--- Records for the exercise ---

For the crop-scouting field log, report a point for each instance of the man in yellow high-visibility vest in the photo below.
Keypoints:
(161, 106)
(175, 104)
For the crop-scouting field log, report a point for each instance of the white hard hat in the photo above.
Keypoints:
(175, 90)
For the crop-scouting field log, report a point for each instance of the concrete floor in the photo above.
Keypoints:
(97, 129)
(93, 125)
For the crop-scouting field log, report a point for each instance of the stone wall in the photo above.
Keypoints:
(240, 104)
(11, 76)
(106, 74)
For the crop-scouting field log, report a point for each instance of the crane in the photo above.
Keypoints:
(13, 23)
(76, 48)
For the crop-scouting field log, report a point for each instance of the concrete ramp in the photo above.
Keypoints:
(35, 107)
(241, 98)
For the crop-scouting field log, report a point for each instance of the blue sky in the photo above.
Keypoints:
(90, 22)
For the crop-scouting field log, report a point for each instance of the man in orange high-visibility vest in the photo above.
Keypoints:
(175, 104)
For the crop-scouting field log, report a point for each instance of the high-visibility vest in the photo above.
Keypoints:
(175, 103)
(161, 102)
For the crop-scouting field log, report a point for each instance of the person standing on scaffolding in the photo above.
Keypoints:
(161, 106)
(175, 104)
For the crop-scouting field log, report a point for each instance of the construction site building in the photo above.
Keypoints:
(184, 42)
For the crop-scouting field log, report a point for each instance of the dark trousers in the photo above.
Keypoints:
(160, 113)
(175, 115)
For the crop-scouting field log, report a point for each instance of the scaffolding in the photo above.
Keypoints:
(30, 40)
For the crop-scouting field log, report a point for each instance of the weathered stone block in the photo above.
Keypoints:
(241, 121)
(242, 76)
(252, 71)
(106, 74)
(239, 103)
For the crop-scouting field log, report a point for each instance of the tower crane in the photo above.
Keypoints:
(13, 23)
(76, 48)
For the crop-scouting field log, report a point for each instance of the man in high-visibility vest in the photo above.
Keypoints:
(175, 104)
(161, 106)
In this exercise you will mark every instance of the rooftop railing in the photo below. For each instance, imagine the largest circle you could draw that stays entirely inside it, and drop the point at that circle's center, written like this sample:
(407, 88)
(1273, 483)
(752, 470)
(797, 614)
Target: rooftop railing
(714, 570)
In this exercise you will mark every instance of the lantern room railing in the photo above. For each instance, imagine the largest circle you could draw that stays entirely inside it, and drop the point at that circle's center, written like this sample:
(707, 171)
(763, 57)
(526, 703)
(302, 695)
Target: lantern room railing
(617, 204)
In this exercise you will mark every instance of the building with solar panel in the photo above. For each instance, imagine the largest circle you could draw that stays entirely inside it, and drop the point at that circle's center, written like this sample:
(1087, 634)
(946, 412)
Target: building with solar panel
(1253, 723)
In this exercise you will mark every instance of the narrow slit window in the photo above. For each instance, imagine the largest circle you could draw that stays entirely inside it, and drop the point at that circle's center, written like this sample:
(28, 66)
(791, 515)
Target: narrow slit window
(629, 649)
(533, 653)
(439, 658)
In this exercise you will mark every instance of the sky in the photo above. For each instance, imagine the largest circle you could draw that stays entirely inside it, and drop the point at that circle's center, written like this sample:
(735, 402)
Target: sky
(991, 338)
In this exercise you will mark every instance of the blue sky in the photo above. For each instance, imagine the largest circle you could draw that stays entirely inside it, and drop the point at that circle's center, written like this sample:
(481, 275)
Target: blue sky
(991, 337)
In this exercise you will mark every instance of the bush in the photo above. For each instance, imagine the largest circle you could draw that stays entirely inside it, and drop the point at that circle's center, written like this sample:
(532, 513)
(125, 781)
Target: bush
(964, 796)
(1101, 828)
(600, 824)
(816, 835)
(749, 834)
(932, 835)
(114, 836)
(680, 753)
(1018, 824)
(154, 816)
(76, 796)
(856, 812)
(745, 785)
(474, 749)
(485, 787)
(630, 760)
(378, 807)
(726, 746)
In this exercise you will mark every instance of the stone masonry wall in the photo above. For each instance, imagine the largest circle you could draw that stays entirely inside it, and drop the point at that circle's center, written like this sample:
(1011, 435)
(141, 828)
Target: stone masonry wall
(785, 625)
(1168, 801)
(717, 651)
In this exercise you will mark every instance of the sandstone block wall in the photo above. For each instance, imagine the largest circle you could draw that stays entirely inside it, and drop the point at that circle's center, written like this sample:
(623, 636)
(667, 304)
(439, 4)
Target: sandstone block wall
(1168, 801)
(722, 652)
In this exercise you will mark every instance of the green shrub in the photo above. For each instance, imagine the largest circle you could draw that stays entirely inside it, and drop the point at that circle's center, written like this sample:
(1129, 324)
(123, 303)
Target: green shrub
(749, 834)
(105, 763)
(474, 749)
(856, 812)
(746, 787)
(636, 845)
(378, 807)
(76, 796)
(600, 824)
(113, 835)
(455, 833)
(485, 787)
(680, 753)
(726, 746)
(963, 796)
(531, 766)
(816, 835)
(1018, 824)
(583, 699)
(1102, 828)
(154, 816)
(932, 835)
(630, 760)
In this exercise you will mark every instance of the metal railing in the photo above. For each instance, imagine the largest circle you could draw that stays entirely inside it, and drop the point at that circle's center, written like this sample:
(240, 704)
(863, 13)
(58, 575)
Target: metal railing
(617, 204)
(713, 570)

---

## Try it
Exactly as written above, copy every line.

## Written answer
For the crop-scouting field log, report a point for each instance of the man in yellow high-visibility vest in the photo below.
Keypoints:
(161, 106)
(175, 104)
For the crop-scouting field log, report a point for each instance of the white hard hat in the photo above.
Keypoints:
(175, 90)
For the crop-scouting field log, report a point for each instance of the concrete floor in the photo above.
Keypoints:
(97, 129)
(93, 125)
For the crop-scouting field log, report a point for each instance of the stone wall in the photo above.
Keypoints:
(240, 104)
(11, 76)
(106, 74)
For the crop-scouting field log, report a point for each instance of the crane in the photo above.
Keypoints:
(13, 23)
(76, 48)
For the crop-scouting field log, report a point for each instance of the concrete ramp in the photo above.
Keypoints:
(35, 107)
(241, 98)
For the crop-scouting field log, report a point for each instance of the blue sky in the photo above.
Keypoints:
(90, 22)
For the crop-scouting field log, report a point for each instance of the man in orange high-visibility vest in the photo above.
Keypoints:
(175, 104)
For the crop-scouting field log, report a point for each instance of the high-visibility vest in the photo above.
Keypoints:
(175, 103)
(161, 102)
For the crop-scouting field log, report a point for each instance of the person standing on scaffolding in the photo above.
Keypoints:
(161, 106)
(175, 104)
For the crop-scouting field log, report a point for each instance of the construction site building in the photo above.
Keypoints:
(184, 42)
For the crop-scouting field log, report a point for each instance of the dark trousers in the photo above.
Keypoints:
(160, 113)
(175, 115)
For the crop-scouting field log, report a point for each instance of the scaffolding in the photo above.
Keypoints:
(30, 40)
For the crop-scouting field log, report a point for each instance of the weathered stone block in the photo above.
Keypoints:
(241, 121)
(242, 76)
(252, 71)
(106, 74)
(239, 103)
For the crop-scouting field log, report a point for each instance of the tower crane in the photo above.
Keypoints:
(13, 23)
(76, 48)
For the crop-scouting field log, report a point for each instance of the man in high-visibility vest in the photo above.
Keypoints:
(175, 104)
(161, 106)
In this exercise you will mark every instance of the rooftop railing in the photo below. For each instance, imagine the largest circle you could draw that stays entirely inside it, and drop the point at that circle's center, written like this sample:
(407, 88)
(1273, 483)
(752, 470)
(797, 614)
Target: rooftop railing
(714, 570)
In this exercise you will mark every instance of the lantern room railing in the photo above. For each instance, imagine the largest circle you could draw that stays entirely inside it, and drop the point at that circle's center, written like this sample:
(707, 171)
(763, 57)
(526, 703)
(302, 695)
Target: lantern room railing
(617, 204)
In this exercise you will mark every instance of the building with solar panel in the photo above. For each instance, imagine the largest circle you could draw that stays entirely inside it, and drop the point at that circle's center, written like this sample:
(1087, 634)
(946, 412)
Target: building with solar panel
(1253, 723)
In this exercise you will mark every instance of the narrow slit window in the photo above. For each instance, imagine the largest circle you could draw that stays entirely inside it, and drop the point at that circle's center, written like this sample:
(28, 66)
(791, 515)
Target: narrow slit window
(629, 649)
(533, 653)
(439, 658)
In this exercise you will mark every instance of the sky in the photo above. For each instance, imagine the largest circle you could draw that stays entirely inside it, and drop the point at that circle's center, written like this sample:
(735, 402)
Target: sky
(991, 338)
In this exercise you will mark every instance of the blue sky in the photo above. For each instance, imagine the largest circle you could draw that stays entirely inside it, and drop the point at that circle's center, written like this sample:
(481, 275)
Target: blue sky
(991, 337)
In this exercise you will mark every instance of the bush in the photo above. For each instance, imagine the largest circle you could draw that stays entirely inside it, and drop the point at that circle's center, written like this sample:
(532, 513)
(125, 781)
Target: bush
(964, 796)
(1101, 828)
(600, 824)
(816, 835)
(749, 834)
(932, 835)
(114, 836)
(680, 753)
(1018, 824)
(154, 816)
(76, 796)
(856, 812)
(745, 785)
(474, 749)
(485, 787)
(630, 760)
(378, 807)
(726, 746)
In this exercise you will mark every instance of the stone masonry wall in the photo above. For each instance, imagine the largest circle you could draw that stays entirely inside it, and drop the point at that circle's center, written like this sample:
(1011, 435)
(141, 828)
Target: stone masonry wall
(785, 625)
(1168, 801)
(717, 651)
In this exercise you will mark every instance of the sandstone block wall in the photo above. For each instance, imagine the largest circle you could draw that stays entirely inside it, and drop the point at that circle's center, written like this sample:
(623, 636)
(667, 304)
(439, 4)
Target: sandstone block wall
(1168, 801)
(722, 652)
In this exercise you will mark every instance of the green shrub in the photo above. For each instance, imagine the largest circle you could draw that stays entirely inside it, and drop the point at that circle's center, written like this sample:
(1129, 324)
(123, 303)
Target: green shrub
(749, 834)
(105, 763)
(474, 749)
(856, 812)
(746, 787)
(636, 845)
(378, 807)
(76, 796)
(600, 824)
(113, 835)
(455, 833)
(485, 787)
(680, 753)
(726, 746)
(963, 796)
(531, 766)
(816, 835)
(1018, 824)
(583, 699)
(1102, 828)
(154, 816)
(932, 835)
(630, 760)
In this exercise you will mark every instance of the metal railing in the photo above. For each instance, imagine the largest circle you could draw that stays entirely inside it, and drop the point at that circle's center, written like this sample:
(240, 704)
(863, 13)
(58, 575)
Target: metal railing
(617, 204)
(713, 570)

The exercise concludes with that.